Extraits d'un jeu de données de pointage:
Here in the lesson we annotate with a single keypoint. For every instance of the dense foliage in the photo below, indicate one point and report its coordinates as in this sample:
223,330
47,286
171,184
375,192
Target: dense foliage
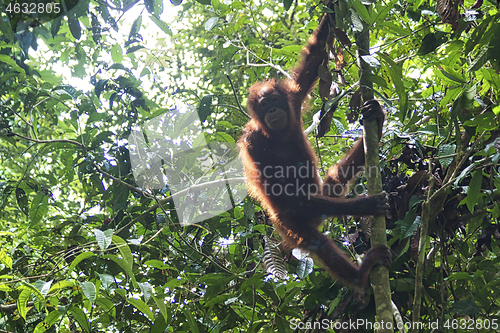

* [CONSIGNE] Reproduisez à l'identique toutes les lignes des entrées ci-dessus, en omettant les images.

* [EXERCICE RÉALISÉ]
Here in the lesson we annotate with a single keypoint. For every instance of the dense foliage in the photo below, indicate one point and report its coordinates as in this sample:
223,330
47,286
171,184
375,192
Target: dense foliage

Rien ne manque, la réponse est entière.